* **Text segment**:
Thursday, September 10, 2015

Jobs for Journalism Majors

Disclaimer: Sorry, this isn't a recruitment website!

I've had enough of people telling me that I shouldn't be in a particular industry because that's not where journalists belong. I've been told that I won't be able to practice my degree in a BPO company nor would I be able to have a blossoming career in a hospital. Who are these people to conclude that journalists cannot thrive in such industries?

With my experience in the workforce, I'd have to disagree with people who put me inside a box and dictate what I can and cannot do as a journalist. To date, I've been with four different companies from four different industries and by far, I believe I had been an efficient employee in each job.

Journalism majors are flexible and can easily blend in other industries apart from the Media (TV, radio, print media). Let me share the jobs I took on for the past seven years.

1. A Junior Editor in a Textbook Publishing House
Journalists are Grammar Nazis. Their command of the English language is above average and that comes in handy in the textbook publishing industry. As a junior editor, I was tasked to copy read manuscripts and make sure that our textbooks are error-free before they get published. The books we make are used by students from pre-school to high school. This means that I have to read manuscripts of English, Science, Math, Filipino, History books from cover to cover. Every day, I learn and re-learn old and new knowledge. It was fun and fulfilling knowing that you are part of the youth's education.

The Perks: I got to author a pre-school text book! Apart from the honoraria and royalties I got, it was the biggest achievement of my life. I was 24 then.

* **What you need to do**:
A. Translate this sentence from the post on jobs for journalism majors into Spanish: "Journalism majors are flexible and can easily blend in other industries apart from the Media (TV, radio, print media)."
B. Continue the post on jobs for journalism majors from where it ends.

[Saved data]
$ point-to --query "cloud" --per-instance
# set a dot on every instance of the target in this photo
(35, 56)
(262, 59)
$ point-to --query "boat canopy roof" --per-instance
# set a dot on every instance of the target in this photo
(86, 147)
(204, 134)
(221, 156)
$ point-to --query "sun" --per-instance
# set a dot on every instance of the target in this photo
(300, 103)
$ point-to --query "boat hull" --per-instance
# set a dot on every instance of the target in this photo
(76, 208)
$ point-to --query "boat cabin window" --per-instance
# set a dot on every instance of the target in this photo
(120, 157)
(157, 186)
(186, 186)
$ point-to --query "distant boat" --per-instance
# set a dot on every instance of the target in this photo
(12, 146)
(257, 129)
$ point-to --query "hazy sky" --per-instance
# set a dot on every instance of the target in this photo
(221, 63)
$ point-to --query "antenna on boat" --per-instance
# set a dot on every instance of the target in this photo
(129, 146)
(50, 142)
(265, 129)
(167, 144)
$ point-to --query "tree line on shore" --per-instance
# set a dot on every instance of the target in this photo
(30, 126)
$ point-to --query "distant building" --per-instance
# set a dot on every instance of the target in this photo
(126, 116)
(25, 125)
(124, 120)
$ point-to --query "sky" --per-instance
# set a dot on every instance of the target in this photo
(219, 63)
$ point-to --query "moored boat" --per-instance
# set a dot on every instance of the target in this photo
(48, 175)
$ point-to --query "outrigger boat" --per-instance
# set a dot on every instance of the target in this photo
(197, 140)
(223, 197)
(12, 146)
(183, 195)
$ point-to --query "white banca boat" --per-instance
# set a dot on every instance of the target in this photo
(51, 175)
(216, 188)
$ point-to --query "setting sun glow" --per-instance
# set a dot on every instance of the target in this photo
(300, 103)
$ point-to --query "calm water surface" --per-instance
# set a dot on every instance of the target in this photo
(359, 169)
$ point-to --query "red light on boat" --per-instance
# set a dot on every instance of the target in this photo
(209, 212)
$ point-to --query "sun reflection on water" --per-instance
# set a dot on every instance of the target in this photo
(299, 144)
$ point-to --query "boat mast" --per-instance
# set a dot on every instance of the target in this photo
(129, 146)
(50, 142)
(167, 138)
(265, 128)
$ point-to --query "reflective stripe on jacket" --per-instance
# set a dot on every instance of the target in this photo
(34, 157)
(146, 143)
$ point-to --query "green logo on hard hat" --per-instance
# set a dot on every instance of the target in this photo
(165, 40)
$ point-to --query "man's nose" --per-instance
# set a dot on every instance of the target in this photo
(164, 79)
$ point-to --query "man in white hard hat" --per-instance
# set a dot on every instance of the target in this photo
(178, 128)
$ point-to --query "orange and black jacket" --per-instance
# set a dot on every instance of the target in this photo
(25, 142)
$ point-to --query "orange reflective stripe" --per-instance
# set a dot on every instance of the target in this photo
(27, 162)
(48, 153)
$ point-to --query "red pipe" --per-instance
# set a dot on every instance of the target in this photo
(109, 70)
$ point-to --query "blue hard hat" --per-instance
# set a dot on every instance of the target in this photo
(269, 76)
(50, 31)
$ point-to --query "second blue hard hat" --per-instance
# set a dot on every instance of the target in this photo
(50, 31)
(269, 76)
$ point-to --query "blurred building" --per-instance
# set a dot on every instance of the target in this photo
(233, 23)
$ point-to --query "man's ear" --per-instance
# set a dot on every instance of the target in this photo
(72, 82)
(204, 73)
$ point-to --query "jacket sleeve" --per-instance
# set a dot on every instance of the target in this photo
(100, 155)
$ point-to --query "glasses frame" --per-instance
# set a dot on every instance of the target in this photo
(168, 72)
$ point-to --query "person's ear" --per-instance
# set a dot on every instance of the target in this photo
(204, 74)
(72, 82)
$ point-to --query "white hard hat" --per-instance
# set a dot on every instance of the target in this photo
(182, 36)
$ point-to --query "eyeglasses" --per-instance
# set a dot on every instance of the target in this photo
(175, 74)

* **List of answers**:
A. Quienes estudian periodismo son flexibles y pueden integrarse fácilmente en otras industrias además de los medios de comunicación (televisión, radio, prensa escrita).

B.
2. A Marketing Communications Supervisor in a Cosmetics Company
Yes, journalism and makeup! At first, I found it a weird combination because I used to be a plain Jane (still am, actually) who doesn't have any idea on how to apply makeup, but eventually, I learned how fun it was to be in that industry! As a marketing communications supervisor, I wrote numerous articles and edited outsources editorials for the company's partner magazines and newspapers. I also wrote scripts for the company's TV segment on a morning show. I maintained their FB fanpage and website, scheduled when our TVCs would air, conceptualized monthly campaigns, and worked with graphic artists to execute the campaigns. To be able to write decent advertorials, press releases, copies, tag lines, and various write ups, I had to learn how to use cosmetics. I joined workshops, read blogs, watched videos, and eventually learned to do my brows, blend my smokey eye shadow, apply blush on, etc.

The Perks: I had a quarterly supply of makeup! How cool is that? I also got to travel and meet different people/celebrities! I got to interview Sonia Rocco, Sen. Leni Robredo, Miss Earth candidates, etc.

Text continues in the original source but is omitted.